## [Exercise passage]
»»

Scientists from Nanjing University have developed an artificial intelligence (AI) system which can diagnose cancerous prostate samples as accurately as any pathologist.
Using machine learning, the system was trained to diagnose samples with an accuracy of 99.38%.
The software can also accurately classify the level of malignancy of the cancer, eliminating the variability that can be present in human diagnosis.
It is hoped that the technology can be used alongside pathologists to speed up the diagnosis process.
“This is not going to replace a human pathologist,” said Nanjing University research leader Hongqian Guo. “We still need an experienced pathologist to take responsibility for the final diagnosis.
“What it will do is help pathologists make better, faster diagnosis, as well as eliminating the day-to-day variation in judgement which can creep into human evaluations”.
The research team took 918 prostate whole-mount pathology section samples from 283 patients and ran them through the analysis system. These pathology images were subdivided into 40,000 smaller samples, with 30,000 used to ‘train’ the software and 10,000 used to test accuracy. Over time the software learned and improved diagnosis.

««

## [Available data]
»»

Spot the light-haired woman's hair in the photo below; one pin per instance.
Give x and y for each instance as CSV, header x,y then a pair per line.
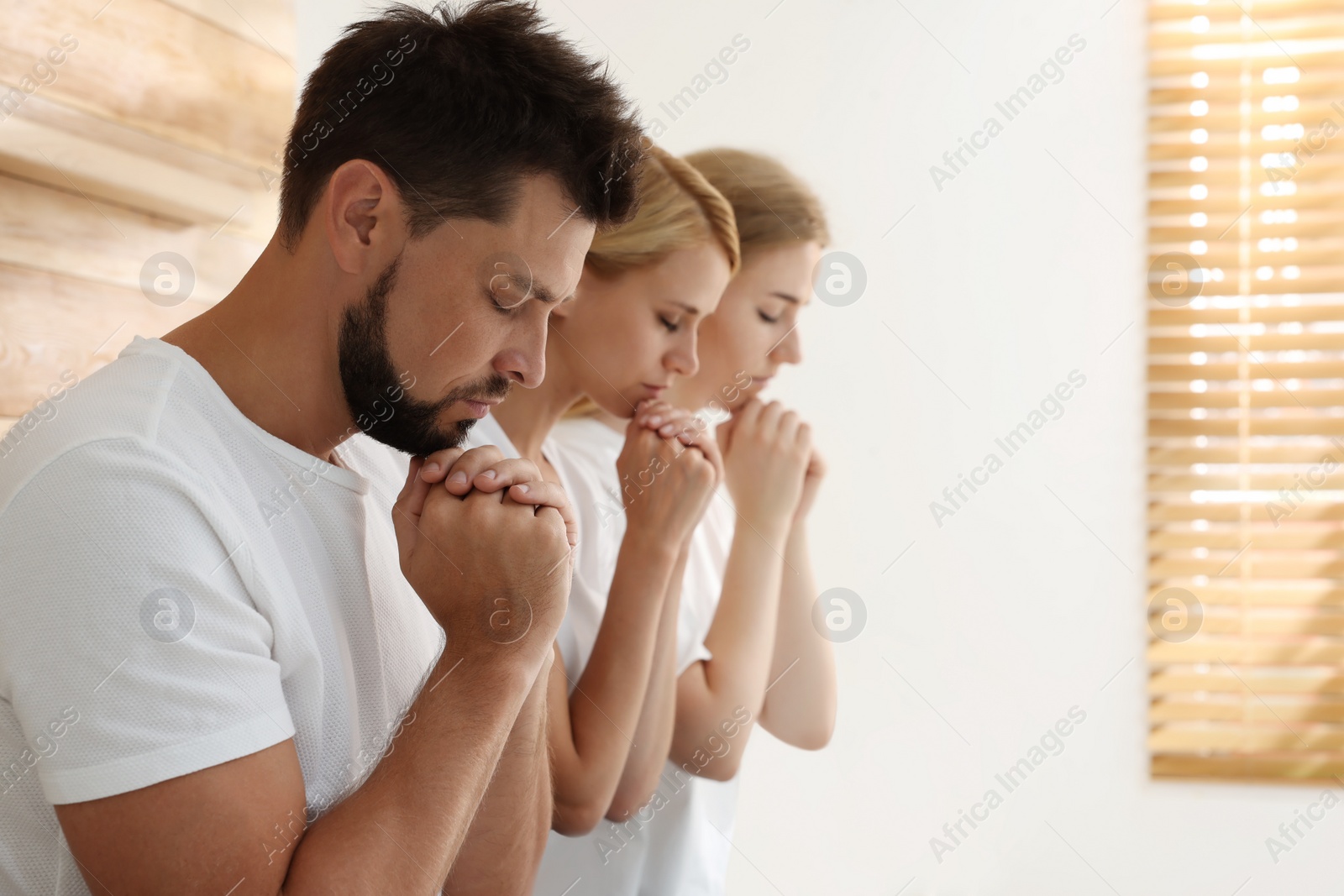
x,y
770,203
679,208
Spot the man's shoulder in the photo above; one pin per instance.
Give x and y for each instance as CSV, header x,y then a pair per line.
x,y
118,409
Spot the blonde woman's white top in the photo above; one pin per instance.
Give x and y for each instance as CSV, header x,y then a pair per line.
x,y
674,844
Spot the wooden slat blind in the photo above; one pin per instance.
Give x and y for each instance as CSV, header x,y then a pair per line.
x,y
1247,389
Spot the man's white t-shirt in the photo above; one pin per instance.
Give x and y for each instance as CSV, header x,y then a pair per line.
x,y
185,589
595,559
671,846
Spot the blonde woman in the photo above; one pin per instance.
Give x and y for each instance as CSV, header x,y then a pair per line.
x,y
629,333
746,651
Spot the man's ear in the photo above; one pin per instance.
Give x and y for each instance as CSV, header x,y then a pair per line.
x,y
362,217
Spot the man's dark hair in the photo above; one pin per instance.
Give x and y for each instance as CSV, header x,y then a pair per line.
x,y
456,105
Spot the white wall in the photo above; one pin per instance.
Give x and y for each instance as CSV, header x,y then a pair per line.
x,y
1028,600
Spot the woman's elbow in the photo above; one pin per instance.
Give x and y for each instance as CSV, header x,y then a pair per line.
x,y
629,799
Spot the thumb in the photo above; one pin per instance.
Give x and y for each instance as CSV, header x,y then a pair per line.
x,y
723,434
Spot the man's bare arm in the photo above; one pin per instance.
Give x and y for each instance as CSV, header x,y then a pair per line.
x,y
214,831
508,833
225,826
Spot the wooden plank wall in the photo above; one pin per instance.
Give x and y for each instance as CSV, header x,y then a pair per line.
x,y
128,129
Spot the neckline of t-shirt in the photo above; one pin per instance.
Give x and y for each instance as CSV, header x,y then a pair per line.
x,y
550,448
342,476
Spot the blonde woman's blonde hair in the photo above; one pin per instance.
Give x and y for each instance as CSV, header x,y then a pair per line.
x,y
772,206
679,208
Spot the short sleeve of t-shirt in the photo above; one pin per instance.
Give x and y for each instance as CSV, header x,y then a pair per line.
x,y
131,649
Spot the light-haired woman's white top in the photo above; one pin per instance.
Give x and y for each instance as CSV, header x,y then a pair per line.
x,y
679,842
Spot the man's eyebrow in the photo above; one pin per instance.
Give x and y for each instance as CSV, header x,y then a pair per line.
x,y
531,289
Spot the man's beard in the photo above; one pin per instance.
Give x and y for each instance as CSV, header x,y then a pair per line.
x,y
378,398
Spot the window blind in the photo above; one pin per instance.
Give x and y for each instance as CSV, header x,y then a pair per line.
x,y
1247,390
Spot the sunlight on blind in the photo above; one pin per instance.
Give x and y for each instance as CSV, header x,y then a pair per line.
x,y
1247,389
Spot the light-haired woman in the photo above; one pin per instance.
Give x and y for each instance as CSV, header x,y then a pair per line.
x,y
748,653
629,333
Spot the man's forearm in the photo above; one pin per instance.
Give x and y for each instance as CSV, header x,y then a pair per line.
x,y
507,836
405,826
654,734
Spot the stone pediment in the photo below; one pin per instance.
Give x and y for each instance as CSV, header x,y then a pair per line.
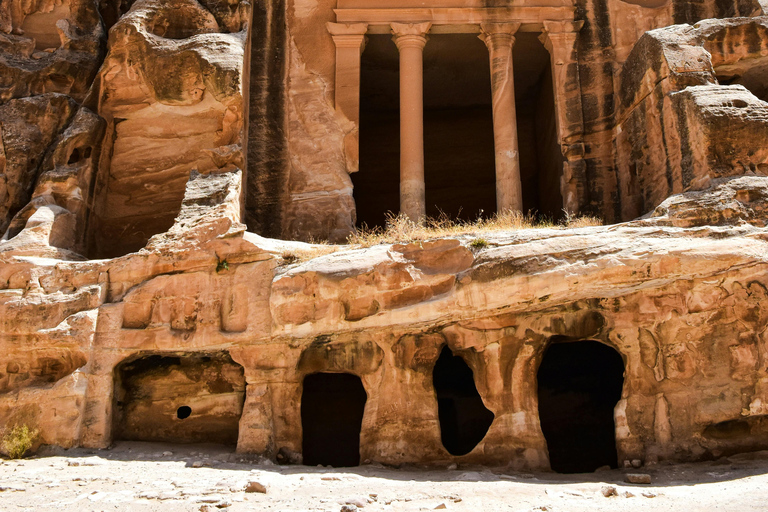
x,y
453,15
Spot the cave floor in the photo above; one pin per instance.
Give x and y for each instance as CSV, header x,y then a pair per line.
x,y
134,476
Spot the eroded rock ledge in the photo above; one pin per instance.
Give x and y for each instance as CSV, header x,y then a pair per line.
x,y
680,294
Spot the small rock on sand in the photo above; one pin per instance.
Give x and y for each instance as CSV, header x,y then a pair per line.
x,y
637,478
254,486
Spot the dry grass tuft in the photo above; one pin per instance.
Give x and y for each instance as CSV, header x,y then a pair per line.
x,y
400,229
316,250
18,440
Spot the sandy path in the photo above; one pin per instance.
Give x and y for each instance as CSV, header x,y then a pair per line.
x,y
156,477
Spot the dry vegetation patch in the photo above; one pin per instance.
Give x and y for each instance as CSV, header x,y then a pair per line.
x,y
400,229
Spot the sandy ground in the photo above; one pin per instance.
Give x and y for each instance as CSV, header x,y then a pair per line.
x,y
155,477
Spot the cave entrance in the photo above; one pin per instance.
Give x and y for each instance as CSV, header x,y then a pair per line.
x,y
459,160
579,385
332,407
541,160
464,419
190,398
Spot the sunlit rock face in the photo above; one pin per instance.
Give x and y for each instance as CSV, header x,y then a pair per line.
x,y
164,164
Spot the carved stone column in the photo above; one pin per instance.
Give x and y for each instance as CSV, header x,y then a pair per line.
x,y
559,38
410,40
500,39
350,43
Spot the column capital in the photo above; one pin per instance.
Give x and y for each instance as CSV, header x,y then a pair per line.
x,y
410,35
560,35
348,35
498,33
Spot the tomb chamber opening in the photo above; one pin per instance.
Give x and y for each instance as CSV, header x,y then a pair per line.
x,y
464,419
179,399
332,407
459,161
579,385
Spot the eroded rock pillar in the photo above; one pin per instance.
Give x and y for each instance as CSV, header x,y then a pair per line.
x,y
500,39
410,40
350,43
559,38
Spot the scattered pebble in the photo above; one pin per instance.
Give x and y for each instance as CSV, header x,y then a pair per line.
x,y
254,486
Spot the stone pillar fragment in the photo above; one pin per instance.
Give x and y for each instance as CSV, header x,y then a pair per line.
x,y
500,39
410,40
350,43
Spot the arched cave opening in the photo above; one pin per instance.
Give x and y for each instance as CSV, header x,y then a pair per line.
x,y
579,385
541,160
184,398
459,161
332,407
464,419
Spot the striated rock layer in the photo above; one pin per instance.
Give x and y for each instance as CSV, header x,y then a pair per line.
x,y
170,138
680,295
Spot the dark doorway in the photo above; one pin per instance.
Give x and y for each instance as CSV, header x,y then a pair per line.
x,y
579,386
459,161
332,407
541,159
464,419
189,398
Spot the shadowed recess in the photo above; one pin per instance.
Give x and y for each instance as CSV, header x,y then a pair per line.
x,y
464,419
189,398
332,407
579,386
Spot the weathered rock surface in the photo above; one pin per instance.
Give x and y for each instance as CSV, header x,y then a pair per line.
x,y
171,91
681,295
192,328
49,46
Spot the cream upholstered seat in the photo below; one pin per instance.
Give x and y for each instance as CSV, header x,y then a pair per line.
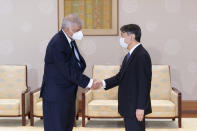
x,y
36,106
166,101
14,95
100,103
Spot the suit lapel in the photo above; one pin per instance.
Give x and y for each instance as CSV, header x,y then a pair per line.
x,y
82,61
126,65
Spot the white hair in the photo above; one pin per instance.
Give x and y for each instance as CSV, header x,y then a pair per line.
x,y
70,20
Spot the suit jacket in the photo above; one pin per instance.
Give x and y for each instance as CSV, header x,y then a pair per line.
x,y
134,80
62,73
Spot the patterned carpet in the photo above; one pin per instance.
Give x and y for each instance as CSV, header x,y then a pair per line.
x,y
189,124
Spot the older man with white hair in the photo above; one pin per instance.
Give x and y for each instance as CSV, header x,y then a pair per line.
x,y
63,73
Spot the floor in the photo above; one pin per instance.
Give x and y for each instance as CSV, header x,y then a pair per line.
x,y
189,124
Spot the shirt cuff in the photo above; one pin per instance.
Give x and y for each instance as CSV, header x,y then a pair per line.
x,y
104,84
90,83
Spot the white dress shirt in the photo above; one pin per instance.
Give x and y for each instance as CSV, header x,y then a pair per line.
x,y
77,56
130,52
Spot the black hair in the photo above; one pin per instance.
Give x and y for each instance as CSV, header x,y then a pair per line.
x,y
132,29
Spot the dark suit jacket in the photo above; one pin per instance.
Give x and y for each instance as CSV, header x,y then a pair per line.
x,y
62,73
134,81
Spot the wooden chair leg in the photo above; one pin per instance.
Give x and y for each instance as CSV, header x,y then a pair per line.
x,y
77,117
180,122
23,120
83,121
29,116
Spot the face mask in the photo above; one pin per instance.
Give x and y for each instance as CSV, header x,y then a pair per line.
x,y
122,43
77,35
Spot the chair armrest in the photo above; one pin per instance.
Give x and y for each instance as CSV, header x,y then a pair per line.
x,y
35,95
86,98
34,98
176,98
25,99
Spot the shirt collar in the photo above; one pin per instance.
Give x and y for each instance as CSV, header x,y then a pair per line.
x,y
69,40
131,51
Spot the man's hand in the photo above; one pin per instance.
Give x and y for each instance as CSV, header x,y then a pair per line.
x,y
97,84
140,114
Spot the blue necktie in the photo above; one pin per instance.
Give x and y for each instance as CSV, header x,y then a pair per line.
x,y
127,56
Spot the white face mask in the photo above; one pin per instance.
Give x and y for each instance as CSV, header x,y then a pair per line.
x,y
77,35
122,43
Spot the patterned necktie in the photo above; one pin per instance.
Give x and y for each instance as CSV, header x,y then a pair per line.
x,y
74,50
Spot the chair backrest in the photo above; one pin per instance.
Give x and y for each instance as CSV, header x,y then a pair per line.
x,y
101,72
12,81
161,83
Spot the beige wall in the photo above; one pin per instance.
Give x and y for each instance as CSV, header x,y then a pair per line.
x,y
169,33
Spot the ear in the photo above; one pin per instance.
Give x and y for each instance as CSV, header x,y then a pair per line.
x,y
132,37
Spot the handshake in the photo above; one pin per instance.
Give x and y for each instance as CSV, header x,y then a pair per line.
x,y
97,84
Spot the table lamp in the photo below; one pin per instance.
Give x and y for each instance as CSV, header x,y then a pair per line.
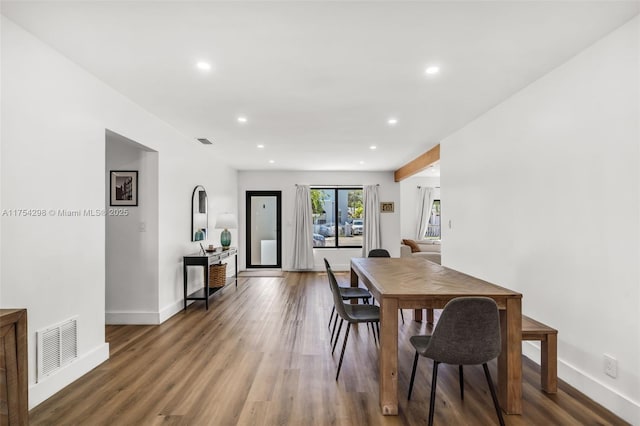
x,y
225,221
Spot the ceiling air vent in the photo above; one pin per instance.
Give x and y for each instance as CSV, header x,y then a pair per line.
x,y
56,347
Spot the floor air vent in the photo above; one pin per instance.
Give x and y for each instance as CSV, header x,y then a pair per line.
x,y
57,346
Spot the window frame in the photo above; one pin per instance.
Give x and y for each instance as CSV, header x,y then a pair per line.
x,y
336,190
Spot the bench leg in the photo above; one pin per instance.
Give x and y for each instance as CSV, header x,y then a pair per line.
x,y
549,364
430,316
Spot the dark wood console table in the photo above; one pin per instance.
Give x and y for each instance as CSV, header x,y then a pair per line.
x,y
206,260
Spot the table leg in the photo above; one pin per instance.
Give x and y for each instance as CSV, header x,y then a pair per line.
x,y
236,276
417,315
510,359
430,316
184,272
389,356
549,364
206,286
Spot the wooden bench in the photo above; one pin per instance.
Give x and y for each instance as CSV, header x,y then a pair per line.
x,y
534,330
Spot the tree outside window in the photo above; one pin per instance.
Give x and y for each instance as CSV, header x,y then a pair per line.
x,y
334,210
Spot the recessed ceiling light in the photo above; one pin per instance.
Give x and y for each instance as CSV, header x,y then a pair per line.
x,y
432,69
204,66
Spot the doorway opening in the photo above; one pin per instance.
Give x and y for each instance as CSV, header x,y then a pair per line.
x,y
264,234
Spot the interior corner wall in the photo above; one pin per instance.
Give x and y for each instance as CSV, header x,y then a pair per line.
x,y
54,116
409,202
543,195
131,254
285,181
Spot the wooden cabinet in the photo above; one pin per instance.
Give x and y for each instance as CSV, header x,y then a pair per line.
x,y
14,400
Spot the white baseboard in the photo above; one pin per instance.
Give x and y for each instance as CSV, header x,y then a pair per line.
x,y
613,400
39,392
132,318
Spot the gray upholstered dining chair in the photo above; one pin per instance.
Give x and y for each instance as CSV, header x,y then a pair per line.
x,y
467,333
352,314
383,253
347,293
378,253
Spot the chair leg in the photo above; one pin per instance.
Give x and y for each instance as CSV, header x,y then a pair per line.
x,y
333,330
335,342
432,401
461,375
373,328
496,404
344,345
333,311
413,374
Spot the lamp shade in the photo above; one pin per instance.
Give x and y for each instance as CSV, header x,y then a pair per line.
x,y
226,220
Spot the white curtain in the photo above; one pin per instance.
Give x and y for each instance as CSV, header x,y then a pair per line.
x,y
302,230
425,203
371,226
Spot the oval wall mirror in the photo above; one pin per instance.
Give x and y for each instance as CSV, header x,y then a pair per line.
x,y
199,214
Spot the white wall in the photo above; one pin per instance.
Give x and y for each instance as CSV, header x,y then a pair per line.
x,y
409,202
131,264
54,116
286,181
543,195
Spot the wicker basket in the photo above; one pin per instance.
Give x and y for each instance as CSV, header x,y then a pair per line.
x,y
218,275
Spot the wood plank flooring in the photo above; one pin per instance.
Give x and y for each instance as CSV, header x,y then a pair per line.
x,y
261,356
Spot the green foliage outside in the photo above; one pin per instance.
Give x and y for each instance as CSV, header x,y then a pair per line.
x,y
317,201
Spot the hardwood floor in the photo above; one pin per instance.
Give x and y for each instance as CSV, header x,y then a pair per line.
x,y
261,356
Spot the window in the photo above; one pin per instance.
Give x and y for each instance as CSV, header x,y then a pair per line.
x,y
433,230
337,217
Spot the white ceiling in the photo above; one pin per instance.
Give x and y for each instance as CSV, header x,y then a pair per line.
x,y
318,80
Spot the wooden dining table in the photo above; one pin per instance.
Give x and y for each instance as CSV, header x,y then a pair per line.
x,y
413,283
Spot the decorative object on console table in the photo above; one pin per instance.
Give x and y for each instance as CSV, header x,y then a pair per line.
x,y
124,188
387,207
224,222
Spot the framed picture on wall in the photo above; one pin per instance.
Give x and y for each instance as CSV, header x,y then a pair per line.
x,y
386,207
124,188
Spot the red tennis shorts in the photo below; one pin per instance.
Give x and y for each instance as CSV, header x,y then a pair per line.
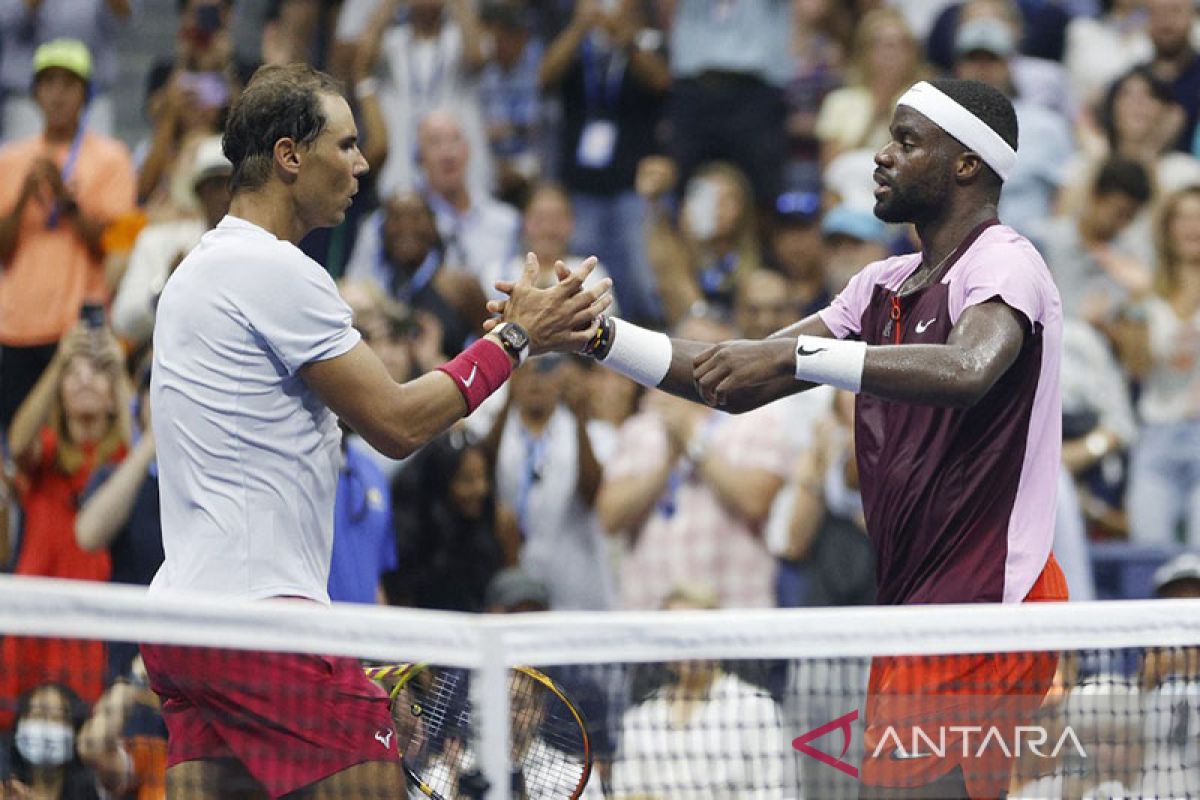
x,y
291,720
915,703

««

## [Questions to answer]
1. Answer these questions from the text on the prostate cancer AI system:
(a) With what accuracy was the system trained to diagnose samples?
(b) Who led the research at Nanjing University?
(c) Of the 40,000 smaller samples, how many were used to train the software?
2. Continue the text on the prostate cancer AI system, starting after its last sentence.
The listing has no role in this exercise.

## [Responses for each task]
1.
(a) 99.38%
(b) Hongqian Guo
(c) 30,000

2.
The results showed a near-100% accuracy when the accuracy of a human pathologist was used as a gold standard.
However, the system is yet to be tested with human patients.
Professor Rodolfo Montironi from the Polytechnic University of the Marche said of the technology: “This is interesting work which shows how artificial intelligence will increasingly step into clinical practice.
“This may be very useful in some areas where there is a lack of trained pathologists. Like all automation, this will lead to a lesser reliance on human expertise, but we need to ensure that the final decisions on treatment stay with a trained pathologist.”
Prostate cancer is the most common male cancer, with around 1.1 million diagnoses every year worldwide.
The artificial intelligence learning system was presented at the European Association of Urology congress in Copenhagen.